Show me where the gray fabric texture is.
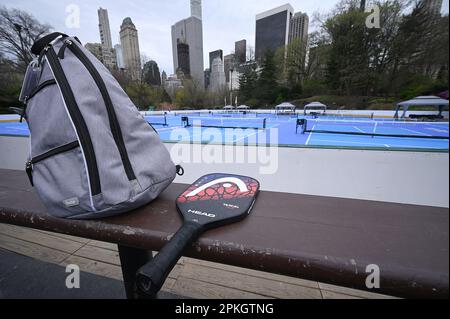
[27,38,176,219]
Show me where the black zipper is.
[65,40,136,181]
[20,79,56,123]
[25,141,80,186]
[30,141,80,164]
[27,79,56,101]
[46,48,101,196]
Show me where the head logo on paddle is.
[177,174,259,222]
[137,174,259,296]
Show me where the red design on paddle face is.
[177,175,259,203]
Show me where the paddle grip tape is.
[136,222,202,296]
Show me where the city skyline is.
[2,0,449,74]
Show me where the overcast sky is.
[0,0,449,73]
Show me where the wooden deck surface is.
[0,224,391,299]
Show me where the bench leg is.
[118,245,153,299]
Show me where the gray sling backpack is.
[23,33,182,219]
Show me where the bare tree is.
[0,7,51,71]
---
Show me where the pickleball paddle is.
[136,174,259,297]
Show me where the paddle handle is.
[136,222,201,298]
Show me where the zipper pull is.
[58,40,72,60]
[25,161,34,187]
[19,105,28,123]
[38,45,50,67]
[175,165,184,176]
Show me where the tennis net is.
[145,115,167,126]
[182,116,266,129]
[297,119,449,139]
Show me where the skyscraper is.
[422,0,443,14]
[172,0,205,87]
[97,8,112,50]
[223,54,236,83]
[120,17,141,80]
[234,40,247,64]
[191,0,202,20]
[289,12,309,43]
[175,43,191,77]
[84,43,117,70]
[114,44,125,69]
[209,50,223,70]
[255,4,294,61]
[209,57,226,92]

## Your objective
Quote the material verbatim, starting at the line that contains "Show me where the gray fabric texture is." and ending at the line that contains "[177,175,259,203]", with both of those lines included. Leave the picture out of your reply.

## Final answer
Show me where the gray fabric texture is.
[27,38,176,219]
Show me where the black zipper is.
[65,40,136,181]
[20,79,56,123]
[25,141,80,186]
[30,141,80,164]
[27,79,56,101]
[46,48,101,196]
Show me where the head logo on paddle is.
[177,174,259,222]
[137,174,259,296]
Show me where the red design on paddle face is.
[177,175,259,203]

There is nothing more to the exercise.